++++ Testo ++++

Giovanni Costantini, il giovane davanti al vero: l'inedito autoritratto dell'artista diciannovenne


Riemerge un autoritratto giovanile di Giovanni Costantini: L’artista nel suo atelier (1891) è una prova matura e intensa, che racconta non solo l’inizio di un percorso artistico (il pittore aveva solo 19 anni), ma anche il momento in cui un autore comincia a costruire un rapporto sincero e visivo con il mondo e con sé stesso. È esposto alla mostra sull’autoritratto a Forlì, Musei San Domenico.

Nel silenzio di uno studio romano di fine Ottocento, un giovane artista si ritrae mentre osserva alcuni lavori su carta. Alle spalle, sulla parete, sono appesi dipinti. Sul tavolo gli strumenti di lavoro: i fogli, i pennelli, i vasetti coi colori. Lui è vestito elegante, con un abito tortora, una camicia bianca e una cravatta nera, indossa un cappello nero, e rivolge lo sguardo all’osservatore tenendosi la fronte con la mano, segno che era concentrato sul suo lavoro, e si è un attimo distratto per guardare davanti a lui. L’artista che si ritrae è Giovanni Costantini (Roma, 1872 – 1947), interessante artista romano che ebbe una carriera di successo agli inizi del Novecento, e il dipinto che lo raffigura è un inedito, appartenente alla galleria Antonacci Lapiccirella, esposto per la prima volta alla mostra Nello specchio di Narciso. Il ritratto dell’artista. Il volto, la maschera, il selfie, a cura di Cristina Acidini, Gianfranco Brunelli, Fernando Mazzocca, Francesco Parisi e Paola Refice (a Forlì, Museo Civico San Domenico, dal 23 febbraio al 29 giugno 2025).

++++ Voci da elaborare ++++

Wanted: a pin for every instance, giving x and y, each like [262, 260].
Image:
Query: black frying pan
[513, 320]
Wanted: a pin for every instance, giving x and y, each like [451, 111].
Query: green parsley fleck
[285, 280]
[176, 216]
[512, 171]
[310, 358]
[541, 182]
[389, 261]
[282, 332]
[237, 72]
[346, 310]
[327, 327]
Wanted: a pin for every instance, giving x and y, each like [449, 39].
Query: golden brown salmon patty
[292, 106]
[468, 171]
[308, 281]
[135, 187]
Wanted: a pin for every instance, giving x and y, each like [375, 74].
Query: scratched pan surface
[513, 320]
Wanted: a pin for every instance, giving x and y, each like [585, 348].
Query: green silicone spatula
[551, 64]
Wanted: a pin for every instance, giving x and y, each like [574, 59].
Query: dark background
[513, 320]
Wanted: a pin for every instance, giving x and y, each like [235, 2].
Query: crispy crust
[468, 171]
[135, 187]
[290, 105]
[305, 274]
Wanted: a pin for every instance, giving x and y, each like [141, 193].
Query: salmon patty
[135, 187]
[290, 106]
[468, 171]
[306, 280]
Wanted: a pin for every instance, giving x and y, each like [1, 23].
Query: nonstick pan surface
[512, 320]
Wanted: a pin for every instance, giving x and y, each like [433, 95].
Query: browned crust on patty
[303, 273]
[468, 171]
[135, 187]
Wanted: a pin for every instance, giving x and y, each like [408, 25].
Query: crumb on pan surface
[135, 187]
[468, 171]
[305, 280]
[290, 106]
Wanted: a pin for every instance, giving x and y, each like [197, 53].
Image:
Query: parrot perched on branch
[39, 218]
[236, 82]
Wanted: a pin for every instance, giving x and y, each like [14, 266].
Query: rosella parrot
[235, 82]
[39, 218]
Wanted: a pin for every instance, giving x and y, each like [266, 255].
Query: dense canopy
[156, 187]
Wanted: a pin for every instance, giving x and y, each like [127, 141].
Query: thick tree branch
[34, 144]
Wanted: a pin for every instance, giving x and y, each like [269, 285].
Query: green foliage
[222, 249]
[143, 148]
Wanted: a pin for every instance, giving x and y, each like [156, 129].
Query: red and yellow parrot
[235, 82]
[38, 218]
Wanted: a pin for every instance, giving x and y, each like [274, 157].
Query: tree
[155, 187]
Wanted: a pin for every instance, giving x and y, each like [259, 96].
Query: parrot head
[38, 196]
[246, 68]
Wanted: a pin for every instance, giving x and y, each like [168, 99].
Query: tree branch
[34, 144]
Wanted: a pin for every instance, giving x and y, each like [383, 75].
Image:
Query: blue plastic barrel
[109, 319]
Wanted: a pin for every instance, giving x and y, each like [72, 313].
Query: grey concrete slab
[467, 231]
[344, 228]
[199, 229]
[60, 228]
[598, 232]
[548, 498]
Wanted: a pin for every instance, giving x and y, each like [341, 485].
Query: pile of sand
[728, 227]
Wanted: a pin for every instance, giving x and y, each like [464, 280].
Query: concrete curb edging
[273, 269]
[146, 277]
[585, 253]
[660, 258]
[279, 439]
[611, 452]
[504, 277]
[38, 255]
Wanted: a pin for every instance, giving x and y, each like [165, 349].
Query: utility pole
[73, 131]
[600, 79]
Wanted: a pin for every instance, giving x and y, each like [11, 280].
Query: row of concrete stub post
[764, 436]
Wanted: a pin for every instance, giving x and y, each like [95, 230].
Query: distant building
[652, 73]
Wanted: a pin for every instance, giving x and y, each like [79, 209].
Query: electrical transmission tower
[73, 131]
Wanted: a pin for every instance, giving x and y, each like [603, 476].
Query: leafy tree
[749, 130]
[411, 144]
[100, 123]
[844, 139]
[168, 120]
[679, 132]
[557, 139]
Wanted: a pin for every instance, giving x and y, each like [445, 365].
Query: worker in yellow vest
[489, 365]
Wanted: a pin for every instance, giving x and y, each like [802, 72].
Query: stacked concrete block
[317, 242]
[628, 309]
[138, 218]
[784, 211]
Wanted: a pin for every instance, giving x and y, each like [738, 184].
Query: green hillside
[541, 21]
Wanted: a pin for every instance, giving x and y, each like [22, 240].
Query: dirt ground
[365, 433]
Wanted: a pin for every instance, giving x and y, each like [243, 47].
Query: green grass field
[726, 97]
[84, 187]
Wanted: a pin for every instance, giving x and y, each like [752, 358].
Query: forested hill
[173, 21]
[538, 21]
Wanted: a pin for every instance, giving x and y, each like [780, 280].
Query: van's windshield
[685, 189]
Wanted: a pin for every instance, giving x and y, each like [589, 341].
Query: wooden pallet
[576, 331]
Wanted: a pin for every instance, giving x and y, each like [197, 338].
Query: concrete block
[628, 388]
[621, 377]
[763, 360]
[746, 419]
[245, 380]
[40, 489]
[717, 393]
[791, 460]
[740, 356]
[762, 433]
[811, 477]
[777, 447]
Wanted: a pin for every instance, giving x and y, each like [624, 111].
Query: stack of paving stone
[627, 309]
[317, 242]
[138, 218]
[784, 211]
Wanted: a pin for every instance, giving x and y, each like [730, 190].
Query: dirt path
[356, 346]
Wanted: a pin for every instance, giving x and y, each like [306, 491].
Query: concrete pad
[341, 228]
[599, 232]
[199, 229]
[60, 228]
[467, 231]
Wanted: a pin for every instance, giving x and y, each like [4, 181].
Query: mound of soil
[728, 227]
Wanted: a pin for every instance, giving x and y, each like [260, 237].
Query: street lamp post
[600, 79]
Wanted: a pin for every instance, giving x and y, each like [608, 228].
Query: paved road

++++

- Compiti dell'esercizio -
**a.** Estrai per intero il testo sull'autoritratto di Giovanni Costantini, senza cambiare nulla.
**b.** Quali righe delle voci contengono la stringa "block"? Filtrale e copiale tutte, tenendo conto di maiuscole e minuscole.

- Risposte corrette -
**a.**
Giovanni Costantini, il giovane davanti al vero: l'inedito autoritratto dell'artista diciannovenne


Riemerge un autoritratto giovanile di Giovanni Costantini: L’artista nel suo atelier (1891) è una prova matura e intensa, che racconta non solo l’inizio di un percorso artistico (il pittore aveva solo 19 anni), ma anche il momento in cui un autore comincia a costruire un rapporto sincero e visivo con il mondo e con sé stesso. È esposto alla mostra sull’autoritratto a Forlì, Musei San Domenico.

Nel silenzio di uno studio romano di fine Ottocento, un giovane artista si ritrae mentre osserva alcuni lavori su carta. Alle spalle, sulla parete, sono appesi dipinti. Sul tavolo gli strumenti di lavoro: i fogli, i pennelli, i vasetti coi colori. Lui è vestito elegante, con un abito tortora, una camicia bianca e una cravatta nera, indossa un cappello nero, e rivolge lo sguardo all’osservatore tenendosi la fronte con la mano, segno che era concentrato sul suo lavoro, e si è un attimo distratto per guardare davanti a lui. L’artista che si ritrae è Giovanni Costantini (Roma, 1872 – 1947), interessante artista romano che ebbe una carriera di successo agli inizi del Novecento, e il dipinto che lo raffigura è un inedito, appartenente alla galleria Antonacci Lapiccirella, esposto per la prima volta alla mostra Nello specchio di Narciso. Il ritratto dell’artista. Il volto, la maschera, il selfie, a cura di Cristina Acidini, Gianfranco Brunelli, Fernando Mazzocca, Francesco Parisi e Paola Refice (a Forlì, Museo Civico San Domenico, dal 23 febbraio al 29 giugno 2025).

**b.**
Query: stacked concrete block
Query: concrete block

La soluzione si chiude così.